**Exercise:**
Each entry should appear in the answer exactly as written.

**Source material:**
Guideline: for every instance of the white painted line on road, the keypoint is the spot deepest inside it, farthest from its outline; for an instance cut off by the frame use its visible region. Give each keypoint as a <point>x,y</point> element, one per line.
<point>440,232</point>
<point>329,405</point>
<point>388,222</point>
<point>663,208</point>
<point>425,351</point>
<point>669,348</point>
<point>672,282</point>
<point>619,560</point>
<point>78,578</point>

**Solved problem:**
Guideline: for every instance of the white painted line on road, the keypoint is the spot deepest inside it, farthest from its outline; for an instance cut off by the frame use its visible region. Give each keypoint as a <point>x,y</point> element, one per line.
<point>440,232</point>
<point>329,405</point>
<point>388,222</point>
<point>663,208</point>
<point>425,351</point>
<point>669,348</point>
<point>672,282</point>
<point>619,560</point>
<point>78,578</point>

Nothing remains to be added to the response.